Data entries:

^^^^^^^^^^^^^^^^

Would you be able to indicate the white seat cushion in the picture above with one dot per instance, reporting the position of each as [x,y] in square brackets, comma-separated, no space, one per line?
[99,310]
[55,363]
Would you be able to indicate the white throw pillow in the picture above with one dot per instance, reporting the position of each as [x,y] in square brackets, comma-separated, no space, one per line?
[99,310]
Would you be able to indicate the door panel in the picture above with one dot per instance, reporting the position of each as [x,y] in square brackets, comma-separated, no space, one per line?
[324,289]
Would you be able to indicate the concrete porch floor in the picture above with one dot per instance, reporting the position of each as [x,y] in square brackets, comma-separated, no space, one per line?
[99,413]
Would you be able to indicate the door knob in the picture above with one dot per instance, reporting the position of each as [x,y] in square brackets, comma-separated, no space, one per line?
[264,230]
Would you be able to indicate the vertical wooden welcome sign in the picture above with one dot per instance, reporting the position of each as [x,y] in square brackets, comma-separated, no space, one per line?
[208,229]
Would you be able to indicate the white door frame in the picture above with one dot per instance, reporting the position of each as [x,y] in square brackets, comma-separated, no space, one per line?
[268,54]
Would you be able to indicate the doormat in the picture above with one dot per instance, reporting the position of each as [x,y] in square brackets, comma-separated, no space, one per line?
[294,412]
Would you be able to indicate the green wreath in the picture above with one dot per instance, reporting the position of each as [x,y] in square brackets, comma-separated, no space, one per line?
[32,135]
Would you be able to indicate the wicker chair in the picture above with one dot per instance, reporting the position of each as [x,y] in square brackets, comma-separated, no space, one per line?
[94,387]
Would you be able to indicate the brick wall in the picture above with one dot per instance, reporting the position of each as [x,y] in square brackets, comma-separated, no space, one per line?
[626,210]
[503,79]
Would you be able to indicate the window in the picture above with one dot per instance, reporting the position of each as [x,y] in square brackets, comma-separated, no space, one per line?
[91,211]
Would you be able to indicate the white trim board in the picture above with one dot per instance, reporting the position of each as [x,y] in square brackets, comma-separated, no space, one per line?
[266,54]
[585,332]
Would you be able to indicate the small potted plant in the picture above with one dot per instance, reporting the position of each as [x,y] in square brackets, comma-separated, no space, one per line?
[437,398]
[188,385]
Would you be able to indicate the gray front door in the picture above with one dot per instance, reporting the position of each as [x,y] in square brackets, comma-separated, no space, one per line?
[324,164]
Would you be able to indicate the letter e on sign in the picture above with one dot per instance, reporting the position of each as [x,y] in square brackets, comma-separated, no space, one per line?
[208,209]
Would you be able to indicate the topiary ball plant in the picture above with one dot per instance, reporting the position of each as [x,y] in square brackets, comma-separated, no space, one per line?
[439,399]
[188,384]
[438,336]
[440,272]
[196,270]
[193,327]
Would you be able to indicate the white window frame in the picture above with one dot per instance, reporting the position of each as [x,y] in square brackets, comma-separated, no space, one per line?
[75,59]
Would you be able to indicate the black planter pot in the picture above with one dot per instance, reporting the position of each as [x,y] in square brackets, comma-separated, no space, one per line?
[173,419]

^^^^^^^^^^^^^^^^

--- Exercise objective ---
Starting with the line that contains "Would you be able to indicate the window", repeat each line through the last one exactly as it appears. Include both ends and nothing more.

--- Task answer ---
Would you be able to indicate the window in the picture above with one dot per instance, reporting the position of each as [x,y] in square brackets, comma-separated, no space, one per line?
[91,211]
Would you be able to indicate the white trim board in the picture above with one dot per instance, reporting the position of each as [x,y] in square brackets, comma-separated, no space, one per line?
[266,54]
[585,332]
Would you be able to indicate the small potted plant in the picture above with one dot per instance, reporting the position of each as [x,y] in square brackets, comma-separated, no space, one per line?
[437,398]
[188,385]
Would you be able to indicate the gray front door in the picture above with one dot per instance, reporting the position of each as [x,y] in square brackets, comma-separated, no space, one per line?
[324,164]
Would you be able to indicate the letter e on sign in the picture above with one dot per instance, reporting the position of each as [x,y] in square brackets, comma-separated, no space, one per line?
[208,209]
Would you be able to indicate the topiary ball plant in the picture above with one dot per instance, reporting the position of each as [x,y] in square brackets, comma-separated, no space, one per line?
[439,399]
[188,384]
[438,336]
[440,272]
[196,270]
[193,327]
Would you be able to indicate the white window frame in the picture above with one dot per instance, reporting the position of each as [x,y] in square brackets, comma-separated, no space, one per line?
[75,59]
Would you be able to indicate the black planter pot in the picture above with one dot per instance, reporting the position of each as [x,y] in square brackets, comma-separated, no space, one per line?
[173,419]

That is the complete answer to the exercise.